━━ Provided data

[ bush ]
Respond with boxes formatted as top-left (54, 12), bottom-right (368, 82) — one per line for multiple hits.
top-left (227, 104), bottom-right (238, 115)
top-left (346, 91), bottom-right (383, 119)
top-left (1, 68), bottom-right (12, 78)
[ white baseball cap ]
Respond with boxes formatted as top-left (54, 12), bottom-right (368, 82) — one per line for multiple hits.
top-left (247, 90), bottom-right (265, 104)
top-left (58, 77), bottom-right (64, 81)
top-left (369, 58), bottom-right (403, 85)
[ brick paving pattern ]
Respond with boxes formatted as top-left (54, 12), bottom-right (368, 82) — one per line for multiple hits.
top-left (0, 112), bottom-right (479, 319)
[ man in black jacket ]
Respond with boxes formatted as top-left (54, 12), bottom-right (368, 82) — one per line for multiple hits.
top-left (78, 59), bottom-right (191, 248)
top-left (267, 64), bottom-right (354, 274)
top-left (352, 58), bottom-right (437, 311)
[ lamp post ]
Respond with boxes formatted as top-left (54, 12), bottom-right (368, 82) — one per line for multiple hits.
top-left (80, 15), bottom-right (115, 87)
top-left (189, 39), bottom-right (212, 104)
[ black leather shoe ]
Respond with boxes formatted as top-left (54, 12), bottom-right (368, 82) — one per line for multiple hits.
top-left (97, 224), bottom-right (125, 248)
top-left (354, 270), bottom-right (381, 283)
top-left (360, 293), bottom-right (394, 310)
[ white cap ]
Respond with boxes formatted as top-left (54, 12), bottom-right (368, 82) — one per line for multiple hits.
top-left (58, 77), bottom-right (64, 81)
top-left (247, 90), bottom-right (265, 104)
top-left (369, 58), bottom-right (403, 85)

━━━━

• _Exercise_
State how many lines in the listing above contain "black". Offer nothing besides that number.

• _Task result_
2